Update the lines of data starting at "task: outline the nike swoosh logo" and ending at "95L129 94L130 94L131" by replacing "nike swoosh logo" with "swoosh emblem", leaving everything else unchanged.

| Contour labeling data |
>> BEGIN
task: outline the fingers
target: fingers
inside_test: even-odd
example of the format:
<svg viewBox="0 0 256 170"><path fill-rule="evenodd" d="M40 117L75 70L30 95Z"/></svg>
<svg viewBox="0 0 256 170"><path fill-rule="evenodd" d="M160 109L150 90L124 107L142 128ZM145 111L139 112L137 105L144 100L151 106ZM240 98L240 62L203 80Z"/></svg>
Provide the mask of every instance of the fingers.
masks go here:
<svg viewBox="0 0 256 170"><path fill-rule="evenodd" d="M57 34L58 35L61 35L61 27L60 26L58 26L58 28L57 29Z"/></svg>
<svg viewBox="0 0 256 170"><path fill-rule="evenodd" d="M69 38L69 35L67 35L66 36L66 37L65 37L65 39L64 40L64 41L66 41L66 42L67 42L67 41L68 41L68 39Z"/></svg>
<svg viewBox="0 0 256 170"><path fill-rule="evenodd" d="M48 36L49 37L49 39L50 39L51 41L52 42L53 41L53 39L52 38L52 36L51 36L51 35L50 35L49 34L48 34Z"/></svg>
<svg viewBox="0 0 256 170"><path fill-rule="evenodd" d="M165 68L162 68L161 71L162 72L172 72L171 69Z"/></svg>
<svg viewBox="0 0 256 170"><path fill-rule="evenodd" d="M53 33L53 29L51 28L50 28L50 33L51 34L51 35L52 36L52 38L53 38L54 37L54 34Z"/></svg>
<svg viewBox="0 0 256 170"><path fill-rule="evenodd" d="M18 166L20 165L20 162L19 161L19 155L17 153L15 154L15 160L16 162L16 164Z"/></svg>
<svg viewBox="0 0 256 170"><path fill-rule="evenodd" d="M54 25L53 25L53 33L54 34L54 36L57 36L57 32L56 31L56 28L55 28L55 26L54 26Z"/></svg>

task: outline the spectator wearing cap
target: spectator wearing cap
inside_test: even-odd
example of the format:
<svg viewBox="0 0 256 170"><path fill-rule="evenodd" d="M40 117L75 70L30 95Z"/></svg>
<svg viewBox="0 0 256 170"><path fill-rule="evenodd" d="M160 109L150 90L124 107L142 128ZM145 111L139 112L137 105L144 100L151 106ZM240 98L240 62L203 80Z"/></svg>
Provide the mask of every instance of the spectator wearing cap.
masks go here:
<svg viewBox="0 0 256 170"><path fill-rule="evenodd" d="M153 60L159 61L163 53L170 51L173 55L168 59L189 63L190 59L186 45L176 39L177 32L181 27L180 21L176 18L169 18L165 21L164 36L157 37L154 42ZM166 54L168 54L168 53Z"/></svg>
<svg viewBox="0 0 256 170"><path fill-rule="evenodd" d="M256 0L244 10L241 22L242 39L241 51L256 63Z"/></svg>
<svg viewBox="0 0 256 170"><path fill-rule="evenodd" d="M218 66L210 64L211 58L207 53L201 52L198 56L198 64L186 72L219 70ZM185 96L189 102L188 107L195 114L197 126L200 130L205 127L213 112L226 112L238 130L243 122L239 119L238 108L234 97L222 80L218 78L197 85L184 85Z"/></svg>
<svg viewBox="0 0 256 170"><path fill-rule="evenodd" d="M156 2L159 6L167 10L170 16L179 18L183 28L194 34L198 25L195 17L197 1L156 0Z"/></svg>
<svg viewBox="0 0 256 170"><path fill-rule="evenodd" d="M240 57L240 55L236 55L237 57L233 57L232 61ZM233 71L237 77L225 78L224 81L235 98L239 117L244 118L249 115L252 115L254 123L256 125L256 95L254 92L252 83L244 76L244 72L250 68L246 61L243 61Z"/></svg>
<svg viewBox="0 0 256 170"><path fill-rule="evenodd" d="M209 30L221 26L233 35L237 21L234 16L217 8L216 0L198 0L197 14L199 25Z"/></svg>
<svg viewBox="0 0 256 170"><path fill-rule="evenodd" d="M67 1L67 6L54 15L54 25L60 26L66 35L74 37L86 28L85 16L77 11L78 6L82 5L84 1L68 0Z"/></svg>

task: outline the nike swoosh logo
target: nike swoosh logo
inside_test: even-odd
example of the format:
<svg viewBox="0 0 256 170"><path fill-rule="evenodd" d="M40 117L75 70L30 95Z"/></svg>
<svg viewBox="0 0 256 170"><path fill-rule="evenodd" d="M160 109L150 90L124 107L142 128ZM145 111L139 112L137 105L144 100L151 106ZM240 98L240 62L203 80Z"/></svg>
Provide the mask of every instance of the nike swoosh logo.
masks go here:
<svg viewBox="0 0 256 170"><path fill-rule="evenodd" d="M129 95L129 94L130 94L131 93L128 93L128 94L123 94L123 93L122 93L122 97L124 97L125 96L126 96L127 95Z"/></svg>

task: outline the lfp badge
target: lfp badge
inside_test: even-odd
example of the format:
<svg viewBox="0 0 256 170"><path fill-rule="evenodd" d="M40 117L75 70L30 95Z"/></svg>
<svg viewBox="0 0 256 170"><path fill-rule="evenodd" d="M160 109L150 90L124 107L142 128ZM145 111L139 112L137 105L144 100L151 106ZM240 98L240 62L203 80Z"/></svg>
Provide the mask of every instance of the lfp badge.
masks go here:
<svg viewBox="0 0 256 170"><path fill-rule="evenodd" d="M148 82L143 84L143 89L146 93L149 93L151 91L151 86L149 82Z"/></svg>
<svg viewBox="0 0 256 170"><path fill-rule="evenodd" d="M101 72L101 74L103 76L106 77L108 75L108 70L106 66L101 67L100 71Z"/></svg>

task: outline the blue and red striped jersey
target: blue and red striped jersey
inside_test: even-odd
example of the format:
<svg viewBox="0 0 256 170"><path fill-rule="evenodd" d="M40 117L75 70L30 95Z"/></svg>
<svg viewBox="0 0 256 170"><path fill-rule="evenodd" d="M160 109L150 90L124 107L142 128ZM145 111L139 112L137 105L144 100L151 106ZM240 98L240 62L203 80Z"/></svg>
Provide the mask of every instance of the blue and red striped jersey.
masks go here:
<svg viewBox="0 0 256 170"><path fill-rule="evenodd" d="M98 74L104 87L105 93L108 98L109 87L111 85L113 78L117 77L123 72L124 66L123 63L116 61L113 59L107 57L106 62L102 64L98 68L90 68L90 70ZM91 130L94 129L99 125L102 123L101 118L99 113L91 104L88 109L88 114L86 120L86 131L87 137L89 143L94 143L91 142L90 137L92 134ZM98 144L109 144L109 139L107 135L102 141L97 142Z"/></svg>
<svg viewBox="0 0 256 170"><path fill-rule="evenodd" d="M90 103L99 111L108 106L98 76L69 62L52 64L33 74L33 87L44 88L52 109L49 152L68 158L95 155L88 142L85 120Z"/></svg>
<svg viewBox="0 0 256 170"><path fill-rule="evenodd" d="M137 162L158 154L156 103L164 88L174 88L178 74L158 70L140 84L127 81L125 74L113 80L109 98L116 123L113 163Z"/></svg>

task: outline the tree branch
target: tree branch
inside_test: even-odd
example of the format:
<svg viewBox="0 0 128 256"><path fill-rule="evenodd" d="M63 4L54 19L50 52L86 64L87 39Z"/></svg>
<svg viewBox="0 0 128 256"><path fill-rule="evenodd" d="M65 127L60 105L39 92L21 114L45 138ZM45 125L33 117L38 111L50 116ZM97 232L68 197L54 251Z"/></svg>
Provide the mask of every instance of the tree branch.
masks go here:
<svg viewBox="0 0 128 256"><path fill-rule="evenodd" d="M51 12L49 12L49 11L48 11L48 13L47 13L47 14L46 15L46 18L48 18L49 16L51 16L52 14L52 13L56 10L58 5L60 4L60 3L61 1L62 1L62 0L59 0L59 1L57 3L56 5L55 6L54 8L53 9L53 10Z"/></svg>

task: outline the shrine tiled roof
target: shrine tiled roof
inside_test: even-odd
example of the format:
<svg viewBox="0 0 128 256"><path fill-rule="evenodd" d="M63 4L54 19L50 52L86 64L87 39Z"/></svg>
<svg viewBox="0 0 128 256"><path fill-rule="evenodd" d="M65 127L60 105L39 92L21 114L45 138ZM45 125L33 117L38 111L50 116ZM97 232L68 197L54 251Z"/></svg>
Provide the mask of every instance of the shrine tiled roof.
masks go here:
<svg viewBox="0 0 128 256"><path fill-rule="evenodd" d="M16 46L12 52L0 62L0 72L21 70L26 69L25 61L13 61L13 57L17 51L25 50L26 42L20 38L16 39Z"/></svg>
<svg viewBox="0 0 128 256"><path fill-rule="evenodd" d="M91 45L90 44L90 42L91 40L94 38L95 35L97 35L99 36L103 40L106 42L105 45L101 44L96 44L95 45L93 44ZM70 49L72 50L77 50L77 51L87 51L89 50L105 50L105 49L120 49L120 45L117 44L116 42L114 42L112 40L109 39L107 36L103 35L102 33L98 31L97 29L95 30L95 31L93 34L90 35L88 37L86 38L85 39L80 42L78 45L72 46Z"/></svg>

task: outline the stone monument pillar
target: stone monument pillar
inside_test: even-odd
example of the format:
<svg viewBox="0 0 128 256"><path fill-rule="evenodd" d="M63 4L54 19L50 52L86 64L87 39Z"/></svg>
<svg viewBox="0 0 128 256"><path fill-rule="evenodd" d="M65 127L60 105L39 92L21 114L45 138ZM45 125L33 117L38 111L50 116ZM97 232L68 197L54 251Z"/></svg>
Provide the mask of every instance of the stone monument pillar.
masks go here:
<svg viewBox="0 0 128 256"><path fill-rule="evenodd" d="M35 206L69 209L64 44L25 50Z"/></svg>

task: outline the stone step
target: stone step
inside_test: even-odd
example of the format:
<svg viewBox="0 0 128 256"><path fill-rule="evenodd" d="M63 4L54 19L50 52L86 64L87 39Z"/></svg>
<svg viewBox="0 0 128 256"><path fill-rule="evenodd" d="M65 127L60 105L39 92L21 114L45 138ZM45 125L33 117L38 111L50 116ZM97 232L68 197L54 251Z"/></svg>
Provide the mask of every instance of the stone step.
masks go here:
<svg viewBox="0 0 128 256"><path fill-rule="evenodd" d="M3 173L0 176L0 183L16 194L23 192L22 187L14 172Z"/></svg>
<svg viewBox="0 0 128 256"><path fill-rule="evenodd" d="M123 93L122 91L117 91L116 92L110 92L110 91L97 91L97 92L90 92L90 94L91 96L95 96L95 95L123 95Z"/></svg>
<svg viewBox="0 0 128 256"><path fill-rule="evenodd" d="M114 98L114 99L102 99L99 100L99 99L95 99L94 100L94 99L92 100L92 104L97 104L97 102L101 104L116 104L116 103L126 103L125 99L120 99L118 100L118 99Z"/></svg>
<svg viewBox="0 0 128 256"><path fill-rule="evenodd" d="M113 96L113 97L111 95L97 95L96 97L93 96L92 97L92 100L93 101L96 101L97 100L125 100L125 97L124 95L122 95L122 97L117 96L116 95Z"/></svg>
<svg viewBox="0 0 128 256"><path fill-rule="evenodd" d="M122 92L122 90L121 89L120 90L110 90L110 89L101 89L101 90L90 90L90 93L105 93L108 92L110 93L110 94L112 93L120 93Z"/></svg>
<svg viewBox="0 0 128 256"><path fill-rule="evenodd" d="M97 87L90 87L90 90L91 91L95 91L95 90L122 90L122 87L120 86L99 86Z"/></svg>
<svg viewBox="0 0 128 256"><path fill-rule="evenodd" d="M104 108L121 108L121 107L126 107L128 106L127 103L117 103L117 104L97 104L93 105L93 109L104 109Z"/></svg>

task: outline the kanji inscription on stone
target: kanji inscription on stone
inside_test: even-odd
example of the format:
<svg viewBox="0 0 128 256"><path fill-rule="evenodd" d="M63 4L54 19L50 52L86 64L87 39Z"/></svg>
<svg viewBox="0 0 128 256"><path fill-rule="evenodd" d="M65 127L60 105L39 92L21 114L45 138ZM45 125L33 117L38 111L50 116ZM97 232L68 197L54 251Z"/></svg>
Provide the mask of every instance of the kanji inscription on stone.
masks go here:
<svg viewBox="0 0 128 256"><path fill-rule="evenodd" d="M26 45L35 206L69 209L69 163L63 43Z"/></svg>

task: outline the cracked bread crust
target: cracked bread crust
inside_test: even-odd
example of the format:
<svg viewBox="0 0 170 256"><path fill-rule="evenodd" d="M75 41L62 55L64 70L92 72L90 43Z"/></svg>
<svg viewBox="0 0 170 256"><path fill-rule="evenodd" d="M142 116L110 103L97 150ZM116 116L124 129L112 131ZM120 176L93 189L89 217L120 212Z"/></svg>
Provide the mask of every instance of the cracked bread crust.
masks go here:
>> END
| Result |
task: outline the swoosh emblem
target: swoosh emblem
inside_test: even-odd
example of the format:
<svg viewBox="0 0 256 170"><path fill-rule="evenodd" d="M40 117L75 70L30 95Z"/></svg>
<svg viewBox="0 0 256 170"><path fill-rule="evenodd" d="M160 109L150 90L124 107L142 128ZM145 111L139 112L137 105L144 100L151 106ZM240 98L240 62L203 80Z"/></svg>
Provide the mask of every instance of the swoosh emblem.
masks go here:
<svg viewBox="0 0 256 170"><path fill-rule="evenodd" d="M129 95L129 94L130 94L131 93L128 93L128 94L123 94L123 93L122 93L122 97L124 97L125 96L126 96L127 95Z"/></svg>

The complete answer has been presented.